- _Problem to work on_
Reproduce every line of the listing below word for word, leaving out the pictures.

- _Saved entries_

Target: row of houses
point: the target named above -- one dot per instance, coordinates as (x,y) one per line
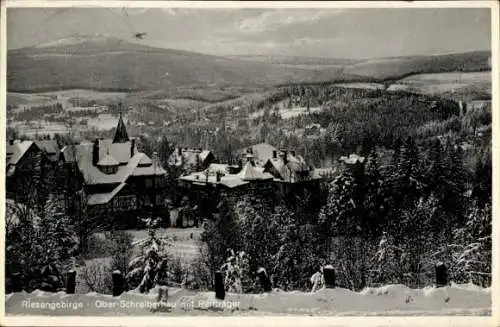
(117,180)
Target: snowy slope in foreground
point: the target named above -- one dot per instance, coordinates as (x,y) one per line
(392,300)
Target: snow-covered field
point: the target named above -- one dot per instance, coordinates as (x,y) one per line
(391,300)
(287,113)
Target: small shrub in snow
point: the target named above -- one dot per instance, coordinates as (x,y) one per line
(150,267)
(95,277)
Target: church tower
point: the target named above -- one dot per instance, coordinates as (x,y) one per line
(121,135)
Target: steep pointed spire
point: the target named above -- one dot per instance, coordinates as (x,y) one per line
(121,135)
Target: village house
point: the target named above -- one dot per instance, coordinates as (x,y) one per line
(23,159)
(191,160)
(205,188)
(261,153)
(118,180)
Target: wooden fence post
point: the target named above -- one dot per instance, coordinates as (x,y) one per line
(163,294)
(264,280)
(220,291)
(441,274)
(70,282)
(16,282)
(118,283)
(329,276)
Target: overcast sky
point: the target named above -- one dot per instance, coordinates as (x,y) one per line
(337,33)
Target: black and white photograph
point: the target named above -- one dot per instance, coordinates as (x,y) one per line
(272,160)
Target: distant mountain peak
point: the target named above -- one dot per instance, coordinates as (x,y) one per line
(80,39)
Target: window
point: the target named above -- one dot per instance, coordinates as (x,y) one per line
(125,202)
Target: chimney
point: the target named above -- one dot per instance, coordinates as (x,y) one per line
(285,156)
(95,152)
(132,147)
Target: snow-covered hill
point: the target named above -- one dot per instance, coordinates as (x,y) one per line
(391,300)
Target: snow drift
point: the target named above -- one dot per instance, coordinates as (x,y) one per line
(391,300)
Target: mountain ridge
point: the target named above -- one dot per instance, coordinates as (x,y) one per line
(108,63)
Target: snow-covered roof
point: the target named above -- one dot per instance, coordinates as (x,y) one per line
(108,160)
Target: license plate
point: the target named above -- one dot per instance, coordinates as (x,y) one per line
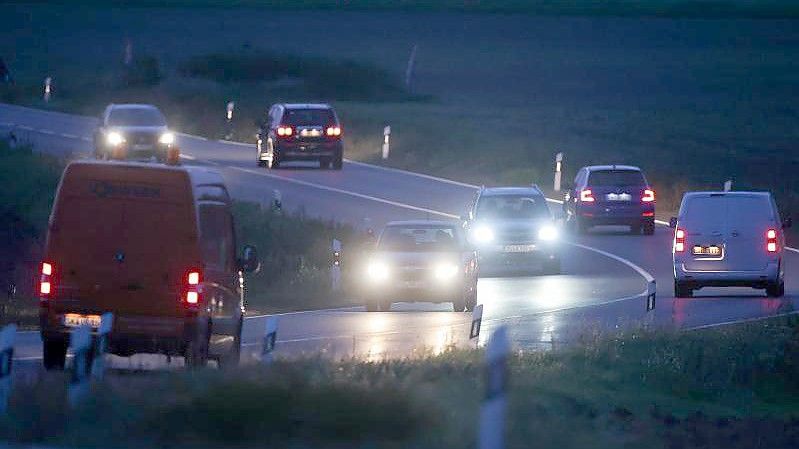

- _Answer for this exercise_
Target: row of houses
point: the target named above -- one dot per instance, coordinates as (x,y) one per line
(117,180)
Target: snowy slope in foreground
point: the target named above -- one dot per instance, coordinates as (x,y) one per line
(392,300)
Target: snow-covered field
point: the target named above -- one dot per instance, coordinates as (x,y) one per line
(391,300)
(287,113)
Target: small shrub in snow
point: the target named above -- one dot per instance, coordinates as (x,y) one per line
(150,267)
(95,277)
Target: church tower
point: the target named above -- one dot per instance, coordinates as (x,y) one per line
(121,135)
Target: steep pointed spire
point: the target named above -- one dot per instance, coordinates as (x,y) one per line
(121,135)
Target: village house
point: the target named above -- one dot per instance, coordinates as (x,y) one per line
(23,159)
(191,160)
(205,188)
(261,153)
(118,180)
Target: wooden fence post
point: the target named above -- one dot per instance, coordinates as (x,y) one per line
(163,294)
(264,280)
(220,291)
(441,274)
(70,282)
(16,282)
(118,283)
(329,276)
Target: overcast sky
point: the target named above -- one dot per instance, coordinates as (x,y) one per line
(337,33)
Target: black and white photograph
point: the target named above -- one dot per instance, coordinates as (x,y) one per line
(272,160)
Target: distant mountain peak
point: the target named above -- one dot per instance, coordinates as (x,y) one per line
(80,39)
Target: window
point: the target named above -- one dot per instance, coordinates as (x,y) one per line
(125,202)
Target: chimney
point: the target named above -- one dot per instance, coordinates as (x,y) one per line
(285,156)
(95,152)
(132,147)
Target: snow-covered hill
point: the target named above -- one dot per instance, coordinates as (x,y) one per line
(391,300)
Target: snow drift
point: the target named above -- one dot per instance, coordinates as (x,y) one per line
(391,300)
Target: mountain ridge
point: the target named above -- one dot per instance, coordinates as (x,y) one per line
(108,63)
Target: snow-covered roof
point: the target named above -- one dot per instance, coordinates as (x,y) one per line
(108,160)
Target: license plate
point: the target named above -- one dot per instance, coordinates as (x,y) one per line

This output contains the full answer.